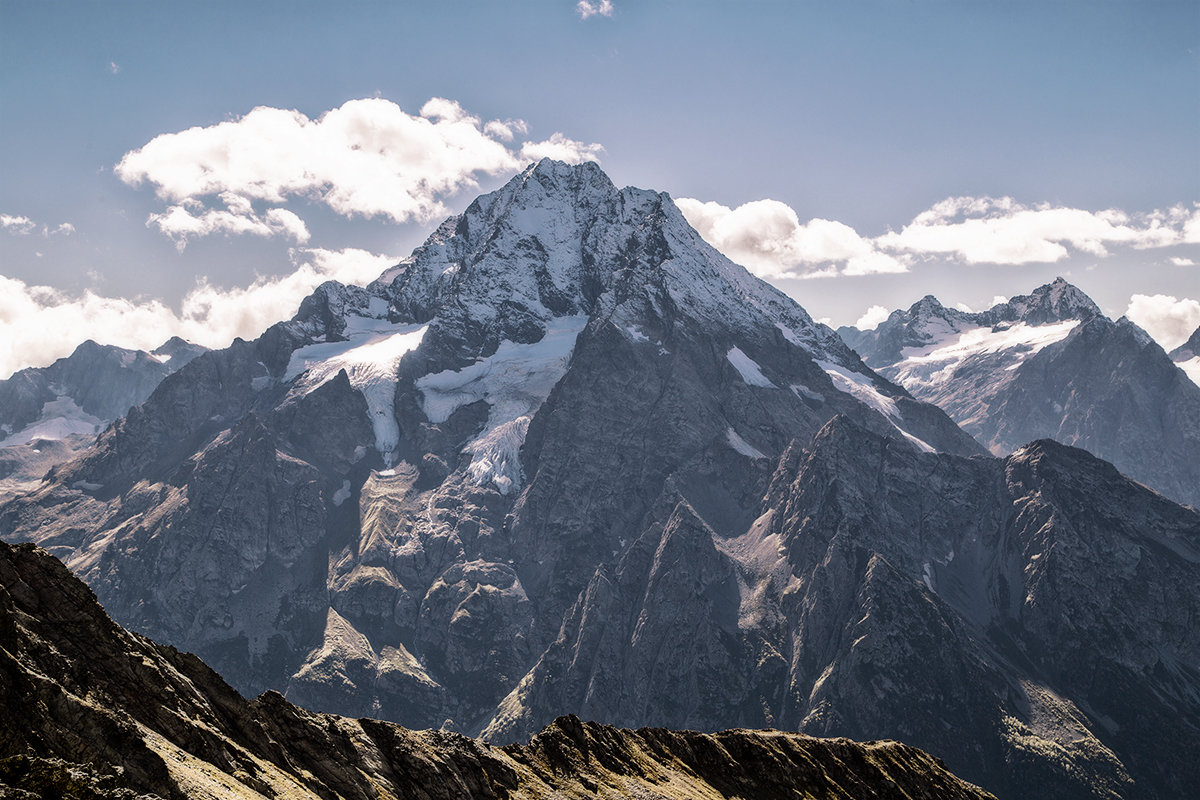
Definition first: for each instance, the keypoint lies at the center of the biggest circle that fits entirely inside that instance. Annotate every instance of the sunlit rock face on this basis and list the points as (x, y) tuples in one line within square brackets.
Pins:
[(1049, 365)]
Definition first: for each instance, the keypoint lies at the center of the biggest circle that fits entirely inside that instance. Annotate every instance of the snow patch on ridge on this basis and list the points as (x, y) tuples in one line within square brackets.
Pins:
[(60, 419), (749, 370), (937, 362), (862, 389), (515, 382), (742, 445), (371, 355)]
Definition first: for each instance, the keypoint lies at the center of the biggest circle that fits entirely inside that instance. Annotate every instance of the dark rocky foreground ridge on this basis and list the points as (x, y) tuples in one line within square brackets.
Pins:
[(568, 458), (90, 710), (1049, 365)]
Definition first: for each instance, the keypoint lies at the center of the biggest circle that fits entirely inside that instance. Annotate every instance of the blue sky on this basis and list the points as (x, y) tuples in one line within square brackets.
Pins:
[(862, 116)]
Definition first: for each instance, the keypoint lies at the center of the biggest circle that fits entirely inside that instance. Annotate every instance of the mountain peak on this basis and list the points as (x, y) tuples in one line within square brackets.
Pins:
[(1051, 302)]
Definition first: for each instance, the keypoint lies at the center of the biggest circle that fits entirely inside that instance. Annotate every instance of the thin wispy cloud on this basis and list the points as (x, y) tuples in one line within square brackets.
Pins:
[(17, 224), (600, 8), (1169, 319), (768, 236), (365, 158), (40, 324)]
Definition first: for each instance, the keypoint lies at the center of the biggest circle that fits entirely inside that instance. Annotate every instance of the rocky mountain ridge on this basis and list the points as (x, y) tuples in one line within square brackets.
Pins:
[(51, 414), (1187, 356), (569, 458), (1049, 365)]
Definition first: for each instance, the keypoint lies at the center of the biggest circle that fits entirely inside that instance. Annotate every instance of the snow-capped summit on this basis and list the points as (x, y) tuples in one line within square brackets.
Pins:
[(418, 476), (49, 414), (505, 289), (928, 326), (568, 457), (1048, 365), (1054, 302)]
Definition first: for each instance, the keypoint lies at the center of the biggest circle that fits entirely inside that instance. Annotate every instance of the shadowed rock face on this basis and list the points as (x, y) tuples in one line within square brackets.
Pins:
[(89, 710), (1025, 619), (567, 458), (1050, 366), (51, 414), (1187, 356)]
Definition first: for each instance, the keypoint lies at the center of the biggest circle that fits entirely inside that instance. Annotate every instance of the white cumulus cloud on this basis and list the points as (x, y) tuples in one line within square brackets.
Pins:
[(1169, 319), (365, 158), (559, 148), (600, 7), (768, 238), (1000, 230), (40, 324), (239, 217)]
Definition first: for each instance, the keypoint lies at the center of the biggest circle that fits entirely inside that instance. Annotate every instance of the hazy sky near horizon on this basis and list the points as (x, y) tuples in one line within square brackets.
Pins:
[(196, 168)]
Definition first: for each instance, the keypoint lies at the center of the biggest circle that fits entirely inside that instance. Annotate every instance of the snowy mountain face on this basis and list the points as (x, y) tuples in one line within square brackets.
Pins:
[(49, 414), (1187, 356), (1049, 365), (543, 465)]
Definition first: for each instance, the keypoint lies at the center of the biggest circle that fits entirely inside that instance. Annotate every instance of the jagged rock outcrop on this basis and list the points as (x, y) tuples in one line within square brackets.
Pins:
[(1187, 356), (1009, 615), (400, 493), (51, 414), (89, 710), (1049, 365)]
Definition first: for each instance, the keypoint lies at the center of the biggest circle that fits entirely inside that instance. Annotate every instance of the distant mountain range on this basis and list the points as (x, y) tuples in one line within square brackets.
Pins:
[(1050, 365), (569, 458), (49, 414)]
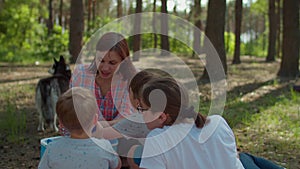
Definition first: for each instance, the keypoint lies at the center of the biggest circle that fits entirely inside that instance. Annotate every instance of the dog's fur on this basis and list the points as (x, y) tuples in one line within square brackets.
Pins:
[(47, 92)]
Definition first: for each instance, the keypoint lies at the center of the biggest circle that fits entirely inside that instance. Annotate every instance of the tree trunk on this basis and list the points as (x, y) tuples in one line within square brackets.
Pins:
[(289, 67), (137, 31), (50, 19), (76, 29), (278, 28), (272, 32), (90, 3), (154, 25), (165, 46), (119, 9), (238, 24), (61, 3), (215, 33), (198, 27)]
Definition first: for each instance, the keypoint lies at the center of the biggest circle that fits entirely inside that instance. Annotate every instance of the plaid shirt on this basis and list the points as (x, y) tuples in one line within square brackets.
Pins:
[(115, 104)]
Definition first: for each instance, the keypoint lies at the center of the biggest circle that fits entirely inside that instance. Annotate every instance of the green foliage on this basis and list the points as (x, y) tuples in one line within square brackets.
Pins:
[(24, 38), (256, 47), (229, 43), (52, 45)]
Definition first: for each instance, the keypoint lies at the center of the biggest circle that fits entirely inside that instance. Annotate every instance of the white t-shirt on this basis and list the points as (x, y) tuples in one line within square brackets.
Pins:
[(79, 153), (186, 146)]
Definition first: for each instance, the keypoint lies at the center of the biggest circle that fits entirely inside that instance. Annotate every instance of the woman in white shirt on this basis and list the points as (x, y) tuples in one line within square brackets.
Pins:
[(180, 137)]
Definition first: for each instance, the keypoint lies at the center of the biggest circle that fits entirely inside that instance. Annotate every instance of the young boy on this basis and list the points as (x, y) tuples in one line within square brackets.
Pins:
[(77, 111)]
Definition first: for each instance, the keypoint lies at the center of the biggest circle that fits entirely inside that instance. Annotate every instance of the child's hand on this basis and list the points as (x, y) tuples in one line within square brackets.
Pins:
[(97, 130)]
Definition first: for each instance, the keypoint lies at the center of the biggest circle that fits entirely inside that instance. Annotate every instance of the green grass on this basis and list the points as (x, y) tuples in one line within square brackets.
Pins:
[(13, 119), (272, 130), (268, 126)]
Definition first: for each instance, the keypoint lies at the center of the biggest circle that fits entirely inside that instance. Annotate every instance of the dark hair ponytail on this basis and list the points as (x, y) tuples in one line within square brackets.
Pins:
[(176, 103)]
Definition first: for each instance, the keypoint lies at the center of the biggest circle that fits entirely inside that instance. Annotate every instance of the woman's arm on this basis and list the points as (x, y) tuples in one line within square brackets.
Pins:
[(106, 132)]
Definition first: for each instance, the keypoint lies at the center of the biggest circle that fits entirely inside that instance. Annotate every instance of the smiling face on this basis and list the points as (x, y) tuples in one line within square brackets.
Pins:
[(108, 64)]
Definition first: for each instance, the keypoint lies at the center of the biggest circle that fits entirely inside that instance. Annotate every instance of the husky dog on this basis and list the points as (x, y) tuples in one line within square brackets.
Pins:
[(48, 90)]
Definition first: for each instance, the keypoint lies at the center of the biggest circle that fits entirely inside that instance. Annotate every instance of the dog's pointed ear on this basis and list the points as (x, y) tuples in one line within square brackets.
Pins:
[(55, 61), (61, 58)]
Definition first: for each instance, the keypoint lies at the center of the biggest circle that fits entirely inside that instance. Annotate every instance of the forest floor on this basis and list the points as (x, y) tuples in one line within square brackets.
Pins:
[(249, 81)]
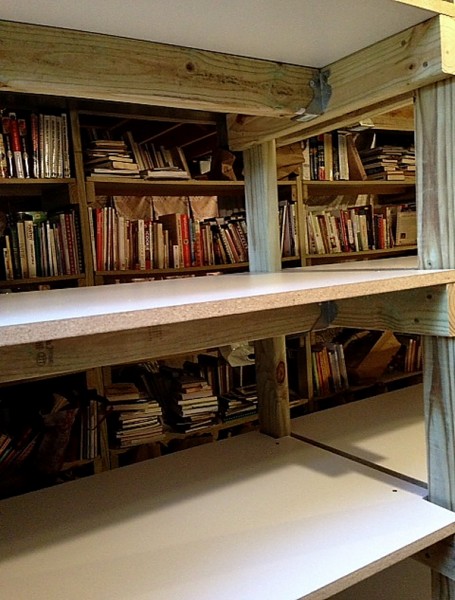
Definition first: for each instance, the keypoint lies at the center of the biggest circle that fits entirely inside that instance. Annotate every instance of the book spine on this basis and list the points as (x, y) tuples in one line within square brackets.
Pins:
[(16, 146), (34, 134), (30, 247), (141, 244), (186, 246), (65, 146)]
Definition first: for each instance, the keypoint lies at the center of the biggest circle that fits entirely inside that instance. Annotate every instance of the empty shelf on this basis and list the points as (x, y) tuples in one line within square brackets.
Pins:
[(386, 431), (249, 517)]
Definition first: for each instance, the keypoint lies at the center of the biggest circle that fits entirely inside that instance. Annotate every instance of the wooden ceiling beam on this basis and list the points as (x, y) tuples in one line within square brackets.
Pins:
[(62, 62), (368, 80), (443, 7)]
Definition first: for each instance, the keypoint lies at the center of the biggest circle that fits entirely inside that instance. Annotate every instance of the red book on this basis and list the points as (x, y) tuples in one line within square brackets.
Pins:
[(16, 146)]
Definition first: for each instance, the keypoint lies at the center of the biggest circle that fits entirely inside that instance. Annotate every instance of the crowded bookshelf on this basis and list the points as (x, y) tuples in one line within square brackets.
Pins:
[(251, 502)]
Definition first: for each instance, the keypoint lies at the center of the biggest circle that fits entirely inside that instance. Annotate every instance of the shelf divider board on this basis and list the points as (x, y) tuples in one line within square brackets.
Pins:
[(386, 432), (248, 517)]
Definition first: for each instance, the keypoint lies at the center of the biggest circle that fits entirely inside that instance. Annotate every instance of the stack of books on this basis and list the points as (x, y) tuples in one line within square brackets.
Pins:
[(110, 157), (192, 404), (135, 417), (388, 162), (239, 402)]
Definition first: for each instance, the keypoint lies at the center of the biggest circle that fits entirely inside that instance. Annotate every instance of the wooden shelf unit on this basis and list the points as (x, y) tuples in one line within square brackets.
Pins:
[(284, 542)]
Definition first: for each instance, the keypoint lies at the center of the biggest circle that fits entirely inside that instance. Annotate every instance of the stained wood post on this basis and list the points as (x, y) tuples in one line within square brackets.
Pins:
[(435, 159), (261, 198)]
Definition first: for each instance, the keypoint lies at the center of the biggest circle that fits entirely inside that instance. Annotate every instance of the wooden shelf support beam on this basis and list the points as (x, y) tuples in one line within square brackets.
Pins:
[(104, 67), (435, 164), (429, 311), (390, 69), (261, 200)]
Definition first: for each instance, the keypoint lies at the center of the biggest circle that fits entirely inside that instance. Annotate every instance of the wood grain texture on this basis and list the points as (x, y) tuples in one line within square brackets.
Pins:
[(391, 68), (422, 311), (59, 356), (444, 7), (46, 60), (261, 203), (435, 164), (272, 386), (264, 255)]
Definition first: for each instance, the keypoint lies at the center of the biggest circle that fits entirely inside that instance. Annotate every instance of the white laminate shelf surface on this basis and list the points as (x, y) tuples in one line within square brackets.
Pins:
[(386, 431), (248, 518), (56, 314)]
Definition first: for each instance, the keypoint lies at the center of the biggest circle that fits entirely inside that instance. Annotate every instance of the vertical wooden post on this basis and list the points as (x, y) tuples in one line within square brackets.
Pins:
[(261, 198), (435, 164)]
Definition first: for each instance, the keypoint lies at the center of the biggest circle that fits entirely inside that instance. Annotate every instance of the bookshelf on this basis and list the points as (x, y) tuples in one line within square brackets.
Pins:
[(92, 326)]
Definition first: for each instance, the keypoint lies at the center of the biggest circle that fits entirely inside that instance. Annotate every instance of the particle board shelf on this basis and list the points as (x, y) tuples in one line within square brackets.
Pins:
[(248, 517), (58, 314), (113, 324), (386, 432)]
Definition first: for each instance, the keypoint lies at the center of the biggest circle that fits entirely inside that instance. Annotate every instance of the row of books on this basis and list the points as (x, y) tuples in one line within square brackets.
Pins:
[(289, 239), (134, 417), (326, 156), (128, 158), (34, 145), (158, 161), (159, 398), (110, 157), (361, 228), (328, 368), (15, 450), (171, 241), (389, 162), (41, 244)]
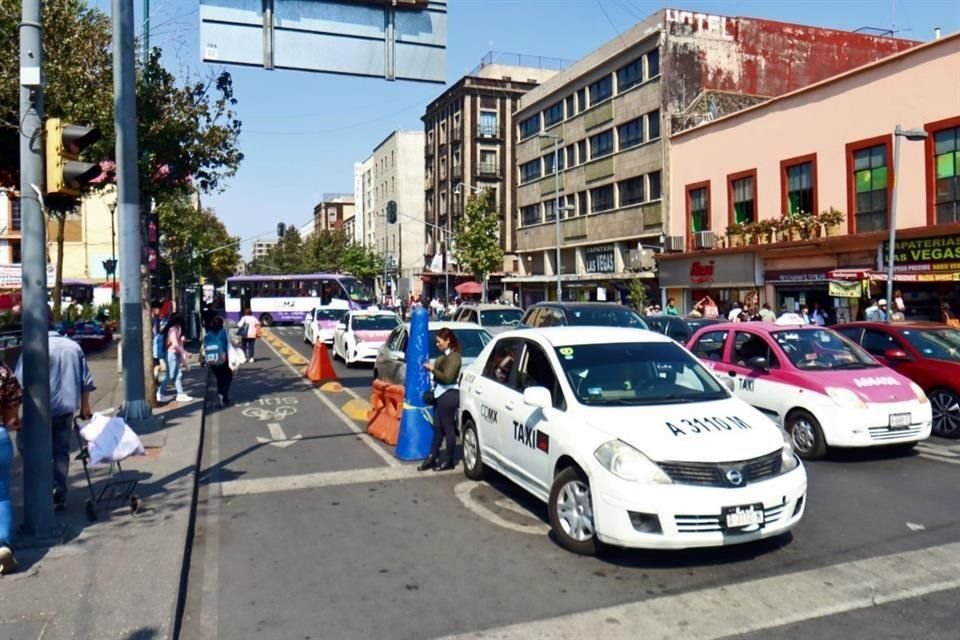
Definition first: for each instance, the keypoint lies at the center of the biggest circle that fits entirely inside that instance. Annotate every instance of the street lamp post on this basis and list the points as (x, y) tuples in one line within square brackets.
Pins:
[(913, 135)]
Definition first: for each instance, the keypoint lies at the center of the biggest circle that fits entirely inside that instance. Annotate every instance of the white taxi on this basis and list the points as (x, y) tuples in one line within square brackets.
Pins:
[(629, 439)]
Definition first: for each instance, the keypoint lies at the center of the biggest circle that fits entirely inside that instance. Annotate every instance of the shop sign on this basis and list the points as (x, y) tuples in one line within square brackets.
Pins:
[(844, 289), (599, 259)]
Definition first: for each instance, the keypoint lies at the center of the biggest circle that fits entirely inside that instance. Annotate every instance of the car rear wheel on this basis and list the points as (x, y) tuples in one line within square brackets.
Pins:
[(946, 413), (807, 436), (571, 512), (472, 460)]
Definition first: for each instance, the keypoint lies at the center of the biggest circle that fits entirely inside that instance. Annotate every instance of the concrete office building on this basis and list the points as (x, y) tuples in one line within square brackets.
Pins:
[(613, 112)]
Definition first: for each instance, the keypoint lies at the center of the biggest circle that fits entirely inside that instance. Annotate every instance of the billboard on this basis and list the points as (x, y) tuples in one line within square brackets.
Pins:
[(404, 40)]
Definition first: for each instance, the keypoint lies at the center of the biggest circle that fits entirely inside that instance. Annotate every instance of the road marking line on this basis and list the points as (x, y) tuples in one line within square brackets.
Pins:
[(344, 418), (322, 479), (709, 614), (463, 490)]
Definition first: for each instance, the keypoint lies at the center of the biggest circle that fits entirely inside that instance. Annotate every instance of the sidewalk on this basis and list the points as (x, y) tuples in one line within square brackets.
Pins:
[(118, 577)]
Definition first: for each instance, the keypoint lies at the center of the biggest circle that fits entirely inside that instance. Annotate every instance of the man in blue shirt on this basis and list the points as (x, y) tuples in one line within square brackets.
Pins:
[(70, 387)]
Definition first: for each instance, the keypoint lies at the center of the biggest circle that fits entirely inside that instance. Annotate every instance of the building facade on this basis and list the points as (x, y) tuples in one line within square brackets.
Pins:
[(610, 116), (800, 214), (394, 172), (469, 147)]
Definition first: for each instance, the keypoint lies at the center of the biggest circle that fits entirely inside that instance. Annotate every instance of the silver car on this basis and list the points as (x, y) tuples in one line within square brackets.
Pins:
[(495, 318), (391, 365)]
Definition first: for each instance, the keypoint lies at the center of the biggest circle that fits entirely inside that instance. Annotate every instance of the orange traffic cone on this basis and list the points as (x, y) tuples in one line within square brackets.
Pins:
[(321, 368)]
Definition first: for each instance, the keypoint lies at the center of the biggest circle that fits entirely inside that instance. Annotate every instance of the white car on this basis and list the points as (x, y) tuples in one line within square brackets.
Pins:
[(320, 323), (359, 335), (628, 439)]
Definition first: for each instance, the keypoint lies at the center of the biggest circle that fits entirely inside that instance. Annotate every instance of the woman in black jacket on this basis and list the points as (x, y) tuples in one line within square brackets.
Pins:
[(446, 391)]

* _Directions for this task_: Arrange the records in the part that opens with the line containing "the dark hair" and closes with the line containing "[(176, 103)]" as a two-column CSV with the header input,output. Give one row per record, with its text under input and its answer under output, each in a single quoted field with line breaks replaced by spaces.

* _Result of the task_:
input,output
"Definition first: for each instance, the keypoint lies at the center of the biggest circle that fits entirely inside that instance. Annotate every instance of the dark hair ponytail on this basis and list the points as (x, y) tuples in one line within square brackets. Pins:","[(176, 103)]"